====== Text shown
CAPA-ccino and other beverages…

We visit and hear about lots of teams who say they are doing CAPA but when we look closely they are doing some but nowhere near all of the 11 CAPA components. Our experience is that this CAPA-lite model really doesn’t work very well! In fact this was a key finding of the Mental Health Foundation of English CAMHS and CAPA, that there were many partial implementations often due to myths about CAPA (MHF report).

At a recent conference a delegate suggested that we should call such a service not CAPA-lite but CAPA-ccino! It has less coffee, is covered with a frothy top and suggests it is more substantial than it is.

More extreme even was when we came across a service that said they were dong CAPA and had merely converted their first appointment into triage, called it Choice and nothing else! As another delegate suggested this should be CAPA Zero.

So if you think your service is meant to be doing CAPA but it isn’t a full and satisfying double espresso, check out the self rating scale…
Steve

CAPA implementation and leadership

Question: The issue of who should lead CAPA within our teams is currently being discussed as is the issue of what the tasks of a CAPA lead actually are in the first year. We are uncertain whether our leadership model should be based on one person or indeed whether carefully differentiated tasks should be delegated to a small number of people within each team. We do not have an overarching team leader and this is not something that is currently up for debate. Moreover, we need to ensure we have the appropriate CAPA leads to take us through this first year

Steve and I advise that teams have a CAPA leadership team of manager, CAPA clinical lead and Admin lead. The main tasks in the first year are to keep things on track - and this means monitoring what is going on, checking Away days have supportive content, reviewing job plans, co-ordinating any service audit that is happening etc.

The clinical lead role can rotate of course, and this can be helpful so that the ownership is not located within one person. The skills and knowledge needed are enthusiasm and knowledge about CAPA and ability to work with others to take it forward. All the actual work – such as job planning, audit can be delegated within the team.
============
====== Data under study
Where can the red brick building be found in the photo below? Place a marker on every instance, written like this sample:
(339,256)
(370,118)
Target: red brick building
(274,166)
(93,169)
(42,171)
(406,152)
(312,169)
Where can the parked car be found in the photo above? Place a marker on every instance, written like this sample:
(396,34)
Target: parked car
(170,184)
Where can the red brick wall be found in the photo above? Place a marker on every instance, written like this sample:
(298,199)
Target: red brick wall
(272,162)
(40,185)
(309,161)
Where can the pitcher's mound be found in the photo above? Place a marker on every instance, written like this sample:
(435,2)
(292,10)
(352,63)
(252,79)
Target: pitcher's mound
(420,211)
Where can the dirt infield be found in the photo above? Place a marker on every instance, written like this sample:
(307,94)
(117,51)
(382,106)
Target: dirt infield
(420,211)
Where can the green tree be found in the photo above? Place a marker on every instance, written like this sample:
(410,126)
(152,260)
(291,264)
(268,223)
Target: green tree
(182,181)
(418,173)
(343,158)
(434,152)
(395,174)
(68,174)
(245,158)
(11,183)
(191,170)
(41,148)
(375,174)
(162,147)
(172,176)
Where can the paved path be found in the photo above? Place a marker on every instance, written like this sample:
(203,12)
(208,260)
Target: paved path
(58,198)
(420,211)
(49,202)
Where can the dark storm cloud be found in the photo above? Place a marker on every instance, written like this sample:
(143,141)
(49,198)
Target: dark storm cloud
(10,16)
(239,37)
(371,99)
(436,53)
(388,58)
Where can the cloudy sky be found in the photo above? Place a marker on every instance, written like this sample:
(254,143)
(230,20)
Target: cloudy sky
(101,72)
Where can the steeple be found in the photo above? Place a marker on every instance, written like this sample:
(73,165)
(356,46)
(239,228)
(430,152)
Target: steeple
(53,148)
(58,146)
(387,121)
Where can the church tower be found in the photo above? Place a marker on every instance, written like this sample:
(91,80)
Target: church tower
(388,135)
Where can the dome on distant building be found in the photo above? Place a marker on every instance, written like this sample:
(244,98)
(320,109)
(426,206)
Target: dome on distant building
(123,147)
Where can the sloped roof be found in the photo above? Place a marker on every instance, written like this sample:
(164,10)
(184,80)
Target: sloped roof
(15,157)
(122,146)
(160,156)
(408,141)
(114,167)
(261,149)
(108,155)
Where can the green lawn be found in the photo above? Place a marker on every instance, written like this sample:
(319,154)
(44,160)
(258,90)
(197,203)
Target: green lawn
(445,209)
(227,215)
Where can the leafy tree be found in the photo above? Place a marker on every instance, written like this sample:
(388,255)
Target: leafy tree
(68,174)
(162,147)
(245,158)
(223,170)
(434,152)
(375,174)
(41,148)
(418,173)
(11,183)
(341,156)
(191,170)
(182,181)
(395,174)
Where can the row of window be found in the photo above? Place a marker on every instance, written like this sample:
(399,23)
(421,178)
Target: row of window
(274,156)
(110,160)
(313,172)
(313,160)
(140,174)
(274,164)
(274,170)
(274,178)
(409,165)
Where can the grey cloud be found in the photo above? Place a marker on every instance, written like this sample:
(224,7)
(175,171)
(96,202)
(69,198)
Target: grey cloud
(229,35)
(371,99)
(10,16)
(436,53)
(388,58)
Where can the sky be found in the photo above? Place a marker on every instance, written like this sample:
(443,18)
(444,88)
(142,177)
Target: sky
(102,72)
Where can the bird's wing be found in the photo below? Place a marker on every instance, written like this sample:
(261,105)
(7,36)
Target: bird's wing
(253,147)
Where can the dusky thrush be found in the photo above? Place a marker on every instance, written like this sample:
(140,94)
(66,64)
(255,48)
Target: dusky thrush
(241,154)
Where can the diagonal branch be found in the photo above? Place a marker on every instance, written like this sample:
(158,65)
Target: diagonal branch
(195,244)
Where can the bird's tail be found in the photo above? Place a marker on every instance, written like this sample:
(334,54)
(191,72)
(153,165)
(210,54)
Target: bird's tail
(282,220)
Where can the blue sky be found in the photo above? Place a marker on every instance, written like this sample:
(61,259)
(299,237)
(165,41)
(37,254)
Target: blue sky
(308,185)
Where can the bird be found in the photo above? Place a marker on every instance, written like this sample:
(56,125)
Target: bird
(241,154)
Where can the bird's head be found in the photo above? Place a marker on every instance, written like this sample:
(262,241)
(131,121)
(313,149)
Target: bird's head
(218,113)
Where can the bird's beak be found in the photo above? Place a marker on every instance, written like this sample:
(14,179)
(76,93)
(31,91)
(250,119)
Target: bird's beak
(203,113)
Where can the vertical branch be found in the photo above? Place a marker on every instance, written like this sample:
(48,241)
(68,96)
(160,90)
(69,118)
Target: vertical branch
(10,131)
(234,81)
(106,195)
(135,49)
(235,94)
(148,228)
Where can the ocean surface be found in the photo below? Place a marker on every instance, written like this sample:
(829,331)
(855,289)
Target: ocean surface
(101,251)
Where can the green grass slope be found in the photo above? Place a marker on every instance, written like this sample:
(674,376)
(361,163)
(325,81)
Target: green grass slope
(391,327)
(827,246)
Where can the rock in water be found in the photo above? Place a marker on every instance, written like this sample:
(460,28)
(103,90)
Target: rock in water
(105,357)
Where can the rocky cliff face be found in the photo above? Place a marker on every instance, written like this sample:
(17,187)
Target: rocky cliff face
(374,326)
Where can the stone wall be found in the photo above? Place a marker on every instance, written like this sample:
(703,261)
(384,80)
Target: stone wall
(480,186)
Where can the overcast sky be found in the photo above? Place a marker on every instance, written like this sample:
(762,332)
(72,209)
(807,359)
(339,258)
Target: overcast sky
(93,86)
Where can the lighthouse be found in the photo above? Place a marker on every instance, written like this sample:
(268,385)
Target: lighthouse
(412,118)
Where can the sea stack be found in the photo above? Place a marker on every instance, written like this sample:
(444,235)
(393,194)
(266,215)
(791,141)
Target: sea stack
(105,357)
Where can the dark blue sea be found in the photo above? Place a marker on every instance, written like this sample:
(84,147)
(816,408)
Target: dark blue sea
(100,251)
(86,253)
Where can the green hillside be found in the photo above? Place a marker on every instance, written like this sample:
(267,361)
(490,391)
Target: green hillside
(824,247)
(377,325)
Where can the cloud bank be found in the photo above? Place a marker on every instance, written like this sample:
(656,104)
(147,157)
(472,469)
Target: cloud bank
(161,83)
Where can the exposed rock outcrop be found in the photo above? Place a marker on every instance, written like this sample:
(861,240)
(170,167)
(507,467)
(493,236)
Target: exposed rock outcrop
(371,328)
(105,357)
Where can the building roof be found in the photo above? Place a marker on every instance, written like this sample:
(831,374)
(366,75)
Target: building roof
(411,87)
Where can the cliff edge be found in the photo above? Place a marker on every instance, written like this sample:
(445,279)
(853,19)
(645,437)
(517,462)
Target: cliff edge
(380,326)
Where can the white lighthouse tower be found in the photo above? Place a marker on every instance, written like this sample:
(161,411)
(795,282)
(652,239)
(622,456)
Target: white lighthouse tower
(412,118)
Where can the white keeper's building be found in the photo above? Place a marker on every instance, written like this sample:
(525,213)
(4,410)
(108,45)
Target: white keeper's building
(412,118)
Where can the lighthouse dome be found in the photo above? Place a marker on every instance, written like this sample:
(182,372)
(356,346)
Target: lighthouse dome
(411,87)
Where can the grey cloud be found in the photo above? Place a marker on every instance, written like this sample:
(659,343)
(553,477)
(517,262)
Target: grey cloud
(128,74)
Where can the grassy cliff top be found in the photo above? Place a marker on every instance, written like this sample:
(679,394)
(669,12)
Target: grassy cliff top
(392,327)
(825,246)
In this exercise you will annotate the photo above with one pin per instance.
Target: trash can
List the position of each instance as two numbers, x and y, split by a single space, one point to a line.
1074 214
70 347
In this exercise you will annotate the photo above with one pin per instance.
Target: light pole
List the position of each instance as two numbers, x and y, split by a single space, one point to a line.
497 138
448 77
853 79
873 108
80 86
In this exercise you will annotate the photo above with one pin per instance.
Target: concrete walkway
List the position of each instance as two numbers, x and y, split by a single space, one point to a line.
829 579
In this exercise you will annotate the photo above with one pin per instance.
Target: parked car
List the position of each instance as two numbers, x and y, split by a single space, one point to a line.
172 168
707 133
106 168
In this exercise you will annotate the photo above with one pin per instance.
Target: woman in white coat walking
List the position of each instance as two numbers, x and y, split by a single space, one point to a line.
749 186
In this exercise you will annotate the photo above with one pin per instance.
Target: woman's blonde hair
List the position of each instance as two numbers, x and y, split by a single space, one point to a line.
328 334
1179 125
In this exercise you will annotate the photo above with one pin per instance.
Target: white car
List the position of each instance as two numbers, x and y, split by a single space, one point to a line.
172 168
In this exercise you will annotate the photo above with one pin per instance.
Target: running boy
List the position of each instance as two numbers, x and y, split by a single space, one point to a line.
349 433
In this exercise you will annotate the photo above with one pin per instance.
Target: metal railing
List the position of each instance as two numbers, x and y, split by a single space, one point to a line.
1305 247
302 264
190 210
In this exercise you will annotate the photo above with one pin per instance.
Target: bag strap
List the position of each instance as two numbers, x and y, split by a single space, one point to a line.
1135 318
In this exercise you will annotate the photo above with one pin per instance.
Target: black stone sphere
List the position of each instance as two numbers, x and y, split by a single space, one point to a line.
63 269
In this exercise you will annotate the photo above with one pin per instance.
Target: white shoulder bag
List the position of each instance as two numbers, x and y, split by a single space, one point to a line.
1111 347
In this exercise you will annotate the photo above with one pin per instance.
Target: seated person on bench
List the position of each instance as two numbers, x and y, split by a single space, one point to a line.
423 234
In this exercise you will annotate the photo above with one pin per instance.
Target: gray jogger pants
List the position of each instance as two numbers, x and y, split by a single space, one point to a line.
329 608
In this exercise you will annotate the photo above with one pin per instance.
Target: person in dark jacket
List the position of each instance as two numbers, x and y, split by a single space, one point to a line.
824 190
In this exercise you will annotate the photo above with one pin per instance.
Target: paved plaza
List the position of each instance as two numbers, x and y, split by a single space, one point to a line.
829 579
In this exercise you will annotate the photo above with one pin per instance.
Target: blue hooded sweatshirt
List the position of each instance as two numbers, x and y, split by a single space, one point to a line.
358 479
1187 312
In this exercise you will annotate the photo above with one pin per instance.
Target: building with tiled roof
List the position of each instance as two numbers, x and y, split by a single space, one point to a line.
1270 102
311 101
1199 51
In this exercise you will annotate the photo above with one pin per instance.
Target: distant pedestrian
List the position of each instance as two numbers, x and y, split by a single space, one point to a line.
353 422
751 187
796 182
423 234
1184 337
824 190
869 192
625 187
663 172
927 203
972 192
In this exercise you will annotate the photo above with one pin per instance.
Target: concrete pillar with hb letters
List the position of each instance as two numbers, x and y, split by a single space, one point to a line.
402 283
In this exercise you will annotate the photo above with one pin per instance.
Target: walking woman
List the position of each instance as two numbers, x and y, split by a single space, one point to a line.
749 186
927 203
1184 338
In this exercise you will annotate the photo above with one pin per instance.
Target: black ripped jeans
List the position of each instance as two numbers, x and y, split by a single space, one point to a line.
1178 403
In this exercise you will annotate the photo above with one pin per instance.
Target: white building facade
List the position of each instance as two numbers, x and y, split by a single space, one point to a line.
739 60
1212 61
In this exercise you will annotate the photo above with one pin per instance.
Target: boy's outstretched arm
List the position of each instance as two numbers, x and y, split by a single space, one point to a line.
============
### Directions for this task
Copy the CAPA-ccino text from the words "We visit and" through the words "than it is.", and change "conference" to "meeting". The records are separate material and have no connection to the CAPA-ccino text.

### Exercise result
We visit and hear about lots of teams who say they are doing CAPA but when we look closely they are doing some but nowhere near all of the 11 CAPA components. Our experience is that this CAPA-lite model really doesn’t work very well! In fact this was a key finding of the Mental Health Foundation of English CAMHS and CAPA, that there were many partial implementations often due to myths about CAPA (MHF report).

At a recent meeting a delegate suggested that we should call such a service not CAPA-lite but CAPA-ccino! It has less coffee, is covered with a frothy top and suggests it is more substantial than it is.